DATA PROVIDED:
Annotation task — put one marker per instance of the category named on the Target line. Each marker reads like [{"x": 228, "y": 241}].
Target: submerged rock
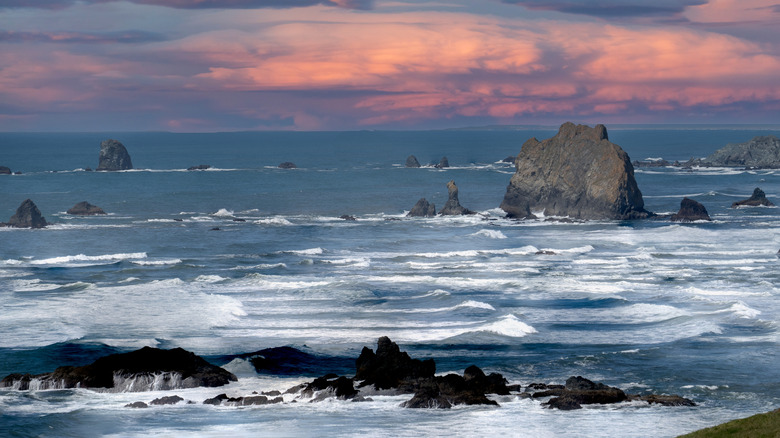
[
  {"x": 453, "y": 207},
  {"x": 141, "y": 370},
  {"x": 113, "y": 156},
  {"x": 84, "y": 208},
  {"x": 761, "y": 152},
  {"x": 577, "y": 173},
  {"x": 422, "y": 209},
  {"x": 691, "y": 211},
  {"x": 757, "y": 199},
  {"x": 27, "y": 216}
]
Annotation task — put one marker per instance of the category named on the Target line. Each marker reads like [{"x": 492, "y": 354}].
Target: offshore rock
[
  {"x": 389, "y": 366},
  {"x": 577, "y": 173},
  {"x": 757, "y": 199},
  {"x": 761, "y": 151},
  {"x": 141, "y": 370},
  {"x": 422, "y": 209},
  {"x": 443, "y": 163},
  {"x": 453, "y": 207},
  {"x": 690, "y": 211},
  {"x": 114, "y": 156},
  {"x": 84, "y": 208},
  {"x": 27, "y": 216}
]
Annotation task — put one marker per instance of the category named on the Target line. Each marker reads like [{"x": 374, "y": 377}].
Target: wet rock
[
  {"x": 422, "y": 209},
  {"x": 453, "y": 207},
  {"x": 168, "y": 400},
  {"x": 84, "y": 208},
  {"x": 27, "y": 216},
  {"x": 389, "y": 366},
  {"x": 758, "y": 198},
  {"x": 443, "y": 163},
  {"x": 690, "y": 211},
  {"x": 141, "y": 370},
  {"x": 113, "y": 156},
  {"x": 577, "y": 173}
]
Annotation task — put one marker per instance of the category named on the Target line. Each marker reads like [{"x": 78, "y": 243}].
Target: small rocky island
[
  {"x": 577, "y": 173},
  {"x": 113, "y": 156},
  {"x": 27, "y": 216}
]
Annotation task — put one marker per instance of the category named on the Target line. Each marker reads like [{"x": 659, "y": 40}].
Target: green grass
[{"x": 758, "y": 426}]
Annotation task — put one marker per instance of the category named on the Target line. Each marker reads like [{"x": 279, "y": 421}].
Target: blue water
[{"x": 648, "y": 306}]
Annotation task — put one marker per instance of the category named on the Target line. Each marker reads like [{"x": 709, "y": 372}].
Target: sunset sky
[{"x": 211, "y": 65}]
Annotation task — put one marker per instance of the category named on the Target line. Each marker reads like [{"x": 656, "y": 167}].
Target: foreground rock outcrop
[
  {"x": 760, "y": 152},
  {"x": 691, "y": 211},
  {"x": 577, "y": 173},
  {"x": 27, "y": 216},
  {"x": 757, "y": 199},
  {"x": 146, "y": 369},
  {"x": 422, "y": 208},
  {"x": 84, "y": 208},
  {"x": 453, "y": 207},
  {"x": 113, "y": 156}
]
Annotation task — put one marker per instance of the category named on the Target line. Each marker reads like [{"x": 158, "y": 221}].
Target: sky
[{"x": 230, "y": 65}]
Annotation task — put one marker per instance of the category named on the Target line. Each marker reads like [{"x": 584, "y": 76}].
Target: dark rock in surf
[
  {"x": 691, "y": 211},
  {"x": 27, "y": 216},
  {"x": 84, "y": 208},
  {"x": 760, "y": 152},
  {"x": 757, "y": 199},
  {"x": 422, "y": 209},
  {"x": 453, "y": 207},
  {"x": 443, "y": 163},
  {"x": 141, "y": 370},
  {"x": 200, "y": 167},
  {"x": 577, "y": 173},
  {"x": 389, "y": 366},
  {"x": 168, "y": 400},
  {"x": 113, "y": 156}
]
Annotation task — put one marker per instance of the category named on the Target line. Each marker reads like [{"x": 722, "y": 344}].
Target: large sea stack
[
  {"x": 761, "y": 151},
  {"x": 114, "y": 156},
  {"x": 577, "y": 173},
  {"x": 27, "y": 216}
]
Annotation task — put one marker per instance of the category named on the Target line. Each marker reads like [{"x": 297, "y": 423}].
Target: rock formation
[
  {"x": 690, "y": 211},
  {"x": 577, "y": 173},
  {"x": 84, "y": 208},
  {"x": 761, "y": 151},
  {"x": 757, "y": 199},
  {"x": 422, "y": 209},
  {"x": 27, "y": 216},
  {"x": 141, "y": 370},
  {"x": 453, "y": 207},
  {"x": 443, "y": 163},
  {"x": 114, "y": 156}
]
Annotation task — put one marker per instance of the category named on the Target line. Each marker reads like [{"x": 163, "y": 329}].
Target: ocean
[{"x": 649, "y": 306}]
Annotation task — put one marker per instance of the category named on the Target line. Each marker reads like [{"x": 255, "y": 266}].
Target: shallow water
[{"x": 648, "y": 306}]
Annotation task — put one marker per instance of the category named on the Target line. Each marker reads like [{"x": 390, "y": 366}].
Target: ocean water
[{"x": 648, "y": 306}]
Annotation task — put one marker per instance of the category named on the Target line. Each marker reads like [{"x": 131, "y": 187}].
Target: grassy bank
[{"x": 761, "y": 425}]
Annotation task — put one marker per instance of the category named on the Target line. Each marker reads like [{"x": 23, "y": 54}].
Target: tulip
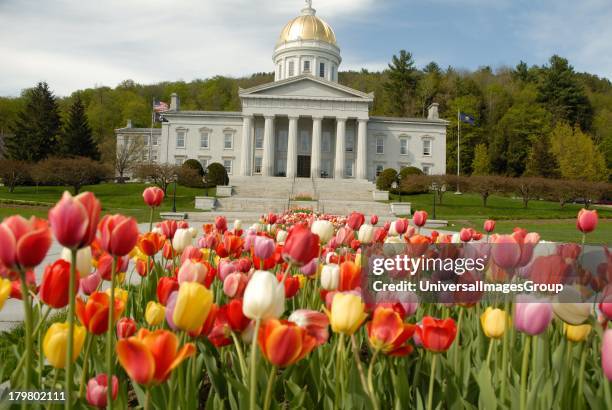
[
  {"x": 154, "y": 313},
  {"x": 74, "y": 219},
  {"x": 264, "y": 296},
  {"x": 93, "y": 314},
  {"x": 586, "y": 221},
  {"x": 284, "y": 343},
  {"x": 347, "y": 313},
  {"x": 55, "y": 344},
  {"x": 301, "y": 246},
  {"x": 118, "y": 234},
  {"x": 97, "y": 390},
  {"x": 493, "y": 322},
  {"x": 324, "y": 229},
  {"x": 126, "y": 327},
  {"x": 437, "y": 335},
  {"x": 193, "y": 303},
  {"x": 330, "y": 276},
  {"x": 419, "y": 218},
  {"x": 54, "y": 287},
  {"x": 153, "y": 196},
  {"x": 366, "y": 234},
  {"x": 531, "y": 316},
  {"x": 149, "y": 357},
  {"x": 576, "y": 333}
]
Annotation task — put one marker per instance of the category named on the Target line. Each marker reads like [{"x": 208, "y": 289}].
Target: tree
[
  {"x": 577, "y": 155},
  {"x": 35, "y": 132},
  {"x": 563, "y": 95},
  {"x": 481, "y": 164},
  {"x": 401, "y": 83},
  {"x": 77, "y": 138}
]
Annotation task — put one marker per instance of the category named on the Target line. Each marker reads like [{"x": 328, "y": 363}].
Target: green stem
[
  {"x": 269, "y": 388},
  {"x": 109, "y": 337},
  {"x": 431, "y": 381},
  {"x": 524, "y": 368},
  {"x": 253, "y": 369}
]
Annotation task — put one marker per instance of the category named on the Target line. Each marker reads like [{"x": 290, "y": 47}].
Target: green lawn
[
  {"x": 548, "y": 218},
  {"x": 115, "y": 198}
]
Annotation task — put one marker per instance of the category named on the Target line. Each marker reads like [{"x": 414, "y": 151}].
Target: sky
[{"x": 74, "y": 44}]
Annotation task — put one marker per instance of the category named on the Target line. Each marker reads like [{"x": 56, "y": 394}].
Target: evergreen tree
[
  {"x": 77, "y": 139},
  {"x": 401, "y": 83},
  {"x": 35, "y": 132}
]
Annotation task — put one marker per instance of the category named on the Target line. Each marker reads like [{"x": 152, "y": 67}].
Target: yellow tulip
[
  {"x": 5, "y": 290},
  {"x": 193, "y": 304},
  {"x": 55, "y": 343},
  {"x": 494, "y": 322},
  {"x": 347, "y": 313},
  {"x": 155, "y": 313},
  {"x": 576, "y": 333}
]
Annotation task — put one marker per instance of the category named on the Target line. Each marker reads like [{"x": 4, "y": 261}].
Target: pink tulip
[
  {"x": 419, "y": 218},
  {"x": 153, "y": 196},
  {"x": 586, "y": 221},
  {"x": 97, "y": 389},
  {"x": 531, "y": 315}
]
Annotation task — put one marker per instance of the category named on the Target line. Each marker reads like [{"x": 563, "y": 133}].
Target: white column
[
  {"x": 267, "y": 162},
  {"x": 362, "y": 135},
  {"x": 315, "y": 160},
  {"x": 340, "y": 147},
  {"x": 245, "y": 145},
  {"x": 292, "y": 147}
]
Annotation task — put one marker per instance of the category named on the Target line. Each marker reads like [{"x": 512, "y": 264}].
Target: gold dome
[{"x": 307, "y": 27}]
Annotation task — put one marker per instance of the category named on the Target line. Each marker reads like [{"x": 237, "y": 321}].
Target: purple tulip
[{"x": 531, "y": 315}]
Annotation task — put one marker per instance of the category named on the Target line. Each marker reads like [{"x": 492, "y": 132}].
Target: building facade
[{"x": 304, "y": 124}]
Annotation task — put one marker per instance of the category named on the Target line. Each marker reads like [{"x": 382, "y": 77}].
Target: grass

PROBLEM TO WORK ON: Lines from the one with "Target: gold dome" through the last line above must be printed exactly; no other line is to appear.

YOUR RESPONSE:
Target: gold dome
[{"x": 307, "y": 27}]
Annotation task — put one marker per instance of the category named on the Target line. Each marker reads like [{"x": 237, "y": 321}].
Target: purple tulip
[{"x": 531, "y": 315}]
Annotation task — put one marker per instance of the category named on the Target line. Each marker reads like [{"x": 492, "y": 132}].
Target: building facade
[{"x": 304, "y": 124}]
Annotation task — put one marker per instance of the category named on the Target line. Each marker reads like [{"x": 382, "y": 77}].
Target: grass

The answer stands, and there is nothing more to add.